» **EXERCISE DETAILS**: Copy every line of the data that includes the string "white".

++++ EXTRACTED ENTRIES

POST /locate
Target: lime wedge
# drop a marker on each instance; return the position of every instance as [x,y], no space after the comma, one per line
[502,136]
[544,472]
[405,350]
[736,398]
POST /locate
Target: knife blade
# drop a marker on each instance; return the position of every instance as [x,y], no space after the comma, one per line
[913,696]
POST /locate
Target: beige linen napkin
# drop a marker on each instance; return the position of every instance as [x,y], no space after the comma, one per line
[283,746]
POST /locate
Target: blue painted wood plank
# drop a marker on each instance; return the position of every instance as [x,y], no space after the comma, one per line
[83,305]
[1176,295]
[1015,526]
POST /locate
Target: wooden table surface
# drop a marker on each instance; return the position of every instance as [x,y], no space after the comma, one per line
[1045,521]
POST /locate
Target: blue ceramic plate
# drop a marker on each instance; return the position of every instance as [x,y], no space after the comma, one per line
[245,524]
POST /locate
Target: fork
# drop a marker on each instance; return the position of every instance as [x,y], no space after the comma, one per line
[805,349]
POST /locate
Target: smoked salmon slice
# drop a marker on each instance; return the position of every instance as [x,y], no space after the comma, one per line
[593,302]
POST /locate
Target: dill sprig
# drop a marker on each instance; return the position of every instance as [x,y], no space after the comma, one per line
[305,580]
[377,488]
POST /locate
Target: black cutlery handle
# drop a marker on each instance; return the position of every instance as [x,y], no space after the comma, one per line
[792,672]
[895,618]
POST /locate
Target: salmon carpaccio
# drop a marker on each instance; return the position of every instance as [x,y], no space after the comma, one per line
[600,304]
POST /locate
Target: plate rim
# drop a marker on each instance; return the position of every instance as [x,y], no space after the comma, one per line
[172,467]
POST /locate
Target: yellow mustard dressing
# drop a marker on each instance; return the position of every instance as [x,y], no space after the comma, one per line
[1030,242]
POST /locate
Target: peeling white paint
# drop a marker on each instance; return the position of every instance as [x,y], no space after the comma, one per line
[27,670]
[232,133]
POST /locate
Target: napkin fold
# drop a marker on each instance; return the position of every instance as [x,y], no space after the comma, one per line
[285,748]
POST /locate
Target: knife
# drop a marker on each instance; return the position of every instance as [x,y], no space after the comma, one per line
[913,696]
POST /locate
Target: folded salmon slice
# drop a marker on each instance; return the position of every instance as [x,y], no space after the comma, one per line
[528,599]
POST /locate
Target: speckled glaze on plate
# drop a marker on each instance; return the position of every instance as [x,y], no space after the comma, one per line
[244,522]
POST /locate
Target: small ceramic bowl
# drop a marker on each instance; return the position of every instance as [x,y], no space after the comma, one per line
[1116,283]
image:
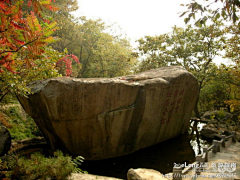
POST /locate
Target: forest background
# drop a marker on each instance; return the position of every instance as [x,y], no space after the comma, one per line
[41,39]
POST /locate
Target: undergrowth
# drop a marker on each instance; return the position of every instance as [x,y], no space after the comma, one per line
[37,166]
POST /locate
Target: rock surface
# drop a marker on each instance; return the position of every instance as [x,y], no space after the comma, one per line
[5,140]
[76,176]
[144,174]
[101,118]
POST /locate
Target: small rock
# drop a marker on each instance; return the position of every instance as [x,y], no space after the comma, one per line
[144,174]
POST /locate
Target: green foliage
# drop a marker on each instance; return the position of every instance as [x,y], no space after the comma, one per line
[21,125]
[221,114]
[101,52]
[212,9]
[194,48]
[39,167]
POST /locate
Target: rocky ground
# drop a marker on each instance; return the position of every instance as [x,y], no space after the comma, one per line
[218,123]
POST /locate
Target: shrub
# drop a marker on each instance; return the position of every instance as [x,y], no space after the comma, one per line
[20,125]
[39,167]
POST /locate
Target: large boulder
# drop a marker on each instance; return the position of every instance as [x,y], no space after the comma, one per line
[101,118]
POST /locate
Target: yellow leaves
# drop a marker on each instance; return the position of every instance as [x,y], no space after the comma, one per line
[234,104]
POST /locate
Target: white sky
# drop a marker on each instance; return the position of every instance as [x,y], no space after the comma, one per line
[137,18]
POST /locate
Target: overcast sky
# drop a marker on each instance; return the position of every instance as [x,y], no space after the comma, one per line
[137,18]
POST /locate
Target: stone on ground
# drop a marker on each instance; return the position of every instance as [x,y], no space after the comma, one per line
[100,118]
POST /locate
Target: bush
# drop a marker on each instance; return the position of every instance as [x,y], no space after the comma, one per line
[39,167]
[21,126]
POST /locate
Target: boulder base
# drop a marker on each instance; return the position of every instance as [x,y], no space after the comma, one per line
[100,118]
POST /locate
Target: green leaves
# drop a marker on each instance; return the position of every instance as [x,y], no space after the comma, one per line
[228,11]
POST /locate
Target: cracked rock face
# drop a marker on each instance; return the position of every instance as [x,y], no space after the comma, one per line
[109,117]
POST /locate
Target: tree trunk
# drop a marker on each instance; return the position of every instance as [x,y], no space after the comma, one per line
[196,111]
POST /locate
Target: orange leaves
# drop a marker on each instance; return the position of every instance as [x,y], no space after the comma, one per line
[22,33]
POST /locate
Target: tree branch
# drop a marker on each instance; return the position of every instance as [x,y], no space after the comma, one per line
[19,47]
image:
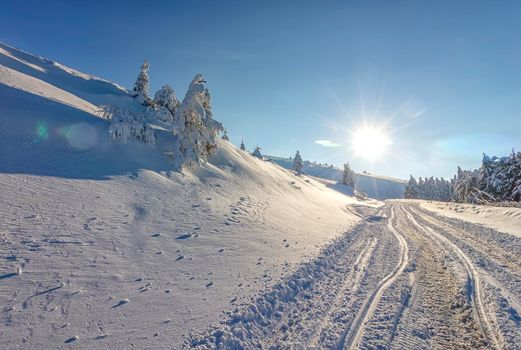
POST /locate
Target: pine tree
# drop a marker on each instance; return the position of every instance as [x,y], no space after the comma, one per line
[348,176]
[297,163]
[165,97]
[165,105]
[195,128]
[125,125]
[225,135]
[411,189]
[256,153]
[141,86]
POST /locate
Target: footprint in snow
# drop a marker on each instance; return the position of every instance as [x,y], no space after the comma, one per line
[122,302]
[72,339]
[184,236]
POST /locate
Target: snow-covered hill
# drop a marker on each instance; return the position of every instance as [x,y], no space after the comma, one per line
[373,186]
[116,250]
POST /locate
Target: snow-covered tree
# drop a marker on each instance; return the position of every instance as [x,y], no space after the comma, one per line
[194,126]
[165,97]
[348,176]
[225,135]
[141,86]
[297,163]
[256,153]
[411,189]
[125,125]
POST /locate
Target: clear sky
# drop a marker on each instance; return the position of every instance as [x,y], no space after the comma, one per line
[443,78]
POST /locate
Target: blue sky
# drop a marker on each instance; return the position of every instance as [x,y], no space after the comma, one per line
[442,77]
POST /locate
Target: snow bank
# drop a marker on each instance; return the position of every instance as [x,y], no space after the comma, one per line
[503,219]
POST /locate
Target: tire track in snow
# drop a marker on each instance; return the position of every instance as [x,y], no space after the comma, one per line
[352,336]
[357,272]
[473,276]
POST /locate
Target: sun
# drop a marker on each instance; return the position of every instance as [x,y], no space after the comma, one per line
[370,142]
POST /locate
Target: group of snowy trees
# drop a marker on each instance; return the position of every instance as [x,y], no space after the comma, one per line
[497,180]
[428,188]
[190,120]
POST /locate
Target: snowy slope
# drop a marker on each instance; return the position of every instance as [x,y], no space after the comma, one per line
[503,219]
[115,249]
[373,186]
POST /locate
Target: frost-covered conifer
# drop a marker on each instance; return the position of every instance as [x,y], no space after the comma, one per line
[125,125]
[194,126]
[141,86]
[297,163]
[411,190]
[225,135]
[165,97]
[348,176]
[256,153]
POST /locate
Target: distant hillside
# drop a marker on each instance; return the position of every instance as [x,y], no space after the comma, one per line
[374,186]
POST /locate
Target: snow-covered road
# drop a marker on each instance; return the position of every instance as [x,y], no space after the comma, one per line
[403,278]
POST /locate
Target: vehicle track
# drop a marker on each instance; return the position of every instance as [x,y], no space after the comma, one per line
[352,335]
[475,290]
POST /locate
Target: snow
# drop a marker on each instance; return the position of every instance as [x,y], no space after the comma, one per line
[117,248]
[104,245]
[373,186]
[504,219]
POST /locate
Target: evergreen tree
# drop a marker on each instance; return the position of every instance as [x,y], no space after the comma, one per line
[125,125]
[297,163]
[411,189]
[195,128]
[165,104]
[166,97]
[348,176]
[225,136]
[141,86]
[256,153]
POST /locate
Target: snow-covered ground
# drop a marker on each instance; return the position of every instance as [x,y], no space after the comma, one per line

++++++++

» **RESPONSE TO THE EXERCISE**:
Target: peeling white paint
Target: white sky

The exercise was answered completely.